:: DOCUMENT SECTION ::

The Technion-Israel Institute of Technology is a major source of the innovation and brainpower that drives the Israeli economy. Technion people, ideas and inventions make immeasurable contributions to the world including life-saving medicine, sustainable energy, computer science, water conservation and nanotechnology.
The Technion World Tour is a three-year tour that takes supporters and donors around the world to see the innovations happening at all of the Technion campuses. The first tour in 2016 went to the university in Haifa, Israel. In 2017, the tour visited the brand new Joan and Irwin Jacobs Technion-Cornell Institute at Cornell Tech located on Roosevelt Island, NY. And in 2018, the final leg of the tour will travel to Guangdong Technion-Israel-China tech triangle, the first Israeli university in China.
A highly engaged group from the Phoenix area participated in the October 2017 tour – Randi and Alan Jablin, Paul Stander and Julee Landau.
Randi Jablin is currently the American Technion Society steering committee chair and has been involved with Technion for 10 years. She started her involvement in 2008 as part of a two-year leadership development program called the 21st Century Club. “There were about 15 of us from around the country, and it culminated in a trip to Technion in Israel in 2010,” says Randi.
One of the conditions from her involvement with the 21st Century Club was that she take on a leadership position in her own community. That led her to become the steering committee chair. She plans two to three programs a year for donors and supporters in Phoenix. The Technion National Board meeting will be held in Phoenix this coming March.
Randi feels that Technion is at the forefront of solving most of the world’s challenging problems. “They have grad students and undergrads working on security, health, medicine, finding cures for disease, technology, artificial intelligence and on and on,” she says.
She says some of the highlights from the tour were a presentation by Dr. Amit Goffer, Technion graduate, entrepreneur and inventor of ReWalk, a mechanical exoskeleton for paraplegics, and his newest invention, UPnRIDE, which is a mobility device that allows those confined to a wheelchair to stand upright and be mobile.
She also enjoyed listening to Dean Kamen, inventor the Segway Human Transporter and founder of FIRST (For Inspiration and Recognition of Science and Technology). FIRST is a program to interest students in science, technology, engineering and math (STEM). This year it will serve more than 300,000 students ages 6-18 in more than 60 countries around the world.

:::

*TASKS*
1. From the Technion World Tour article, can you extract the passage starting with "The Technion-Israel Institute" and going on through "university in China.", word for word?
2. What does the Technion World Tour article state for each of these?
(a) In what year did the first tour go to the university in Haifa?
(b) What was the name of the leadership development program Randi Jablin joined in 2008?
(c) In how many countries will FIRST serve students this year?

:: SUPPLIED MATERIAL ::

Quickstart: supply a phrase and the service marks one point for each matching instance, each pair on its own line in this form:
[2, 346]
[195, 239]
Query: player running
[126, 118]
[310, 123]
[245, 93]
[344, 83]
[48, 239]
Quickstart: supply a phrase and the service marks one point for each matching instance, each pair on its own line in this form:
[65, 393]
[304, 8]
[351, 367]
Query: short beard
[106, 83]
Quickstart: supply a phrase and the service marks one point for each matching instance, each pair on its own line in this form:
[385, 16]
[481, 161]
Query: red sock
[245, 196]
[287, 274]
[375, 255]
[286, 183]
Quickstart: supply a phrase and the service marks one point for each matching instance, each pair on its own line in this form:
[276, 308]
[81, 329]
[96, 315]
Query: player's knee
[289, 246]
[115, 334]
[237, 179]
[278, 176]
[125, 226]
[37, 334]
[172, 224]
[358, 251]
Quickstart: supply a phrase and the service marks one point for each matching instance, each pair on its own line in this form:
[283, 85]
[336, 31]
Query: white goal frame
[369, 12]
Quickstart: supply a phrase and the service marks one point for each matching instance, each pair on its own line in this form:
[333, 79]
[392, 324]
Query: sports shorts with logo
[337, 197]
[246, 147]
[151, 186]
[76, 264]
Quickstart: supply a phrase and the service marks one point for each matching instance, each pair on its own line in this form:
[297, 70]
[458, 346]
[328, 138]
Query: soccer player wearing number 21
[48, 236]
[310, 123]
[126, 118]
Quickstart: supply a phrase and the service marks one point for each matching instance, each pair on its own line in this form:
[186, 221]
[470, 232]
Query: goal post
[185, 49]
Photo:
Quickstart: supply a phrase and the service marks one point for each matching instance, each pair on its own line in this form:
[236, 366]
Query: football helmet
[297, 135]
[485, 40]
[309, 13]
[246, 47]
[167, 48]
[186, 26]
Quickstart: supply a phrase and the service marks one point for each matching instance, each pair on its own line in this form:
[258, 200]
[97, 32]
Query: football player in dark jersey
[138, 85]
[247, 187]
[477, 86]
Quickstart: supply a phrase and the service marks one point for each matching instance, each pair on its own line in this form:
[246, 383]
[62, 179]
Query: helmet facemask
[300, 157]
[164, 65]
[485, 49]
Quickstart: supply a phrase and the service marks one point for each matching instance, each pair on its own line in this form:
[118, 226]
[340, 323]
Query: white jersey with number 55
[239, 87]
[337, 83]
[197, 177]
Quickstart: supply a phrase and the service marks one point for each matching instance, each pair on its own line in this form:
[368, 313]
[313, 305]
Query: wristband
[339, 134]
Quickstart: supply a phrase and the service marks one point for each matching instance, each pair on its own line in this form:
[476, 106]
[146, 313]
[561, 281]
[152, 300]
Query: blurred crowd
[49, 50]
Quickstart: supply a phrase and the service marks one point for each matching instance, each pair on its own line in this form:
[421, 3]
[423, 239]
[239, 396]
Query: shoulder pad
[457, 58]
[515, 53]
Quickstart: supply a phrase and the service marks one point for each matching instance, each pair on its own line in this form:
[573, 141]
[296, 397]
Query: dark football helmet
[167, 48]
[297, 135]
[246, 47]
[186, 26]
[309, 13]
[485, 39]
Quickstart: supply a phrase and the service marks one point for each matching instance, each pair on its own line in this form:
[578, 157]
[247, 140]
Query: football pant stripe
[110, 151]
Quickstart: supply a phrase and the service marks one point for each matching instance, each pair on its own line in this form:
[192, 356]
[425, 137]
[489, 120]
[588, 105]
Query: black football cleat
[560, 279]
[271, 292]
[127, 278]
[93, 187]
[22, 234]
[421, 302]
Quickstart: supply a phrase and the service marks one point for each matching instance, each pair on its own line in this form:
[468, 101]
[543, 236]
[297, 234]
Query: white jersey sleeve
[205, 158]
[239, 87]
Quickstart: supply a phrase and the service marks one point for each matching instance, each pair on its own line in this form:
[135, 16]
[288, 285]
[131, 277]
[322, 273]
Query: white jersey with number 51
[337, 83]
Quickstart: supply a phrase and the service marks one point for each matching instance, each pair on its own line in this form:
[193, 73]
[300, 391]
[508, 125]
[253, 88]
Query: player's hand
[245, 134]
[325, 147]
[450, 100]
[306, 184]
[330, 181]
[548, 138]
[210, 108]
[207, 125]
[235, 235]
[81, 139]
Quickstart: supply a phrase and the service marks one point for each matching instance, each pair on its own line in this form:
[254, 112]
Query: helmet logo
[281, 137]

:::

*SET OF ANSWERS*
1.
The Technion-Israel Institute of Technology is a major source of the innovation and brainpower that drives the Israeli economy. Technion people, ideas and inventions make immeasurable contributions to the world including life-saving medicine, sustainable energy, computer science, water conservation and nanotechnology.
The Technion World Tour is a three-year tour that takes supporters and donors around the world to see the innovations happening at all of the Technion campuses. The first tour in 2016 went to the university in Haifa, Israel. In 2017, the tour visited the brand new Joan and Irwin Jacobs Technion-Cornell Institute at Cornell Tech located on Roosevelt Island, NY. And in 2018, the final leg of the tour will travel to Guangdong Technion-Israel-China tech triangle, the first Israeli university in China.

2.
(a) 2016
(b) The 21st Century Club
(c) More than 60 countries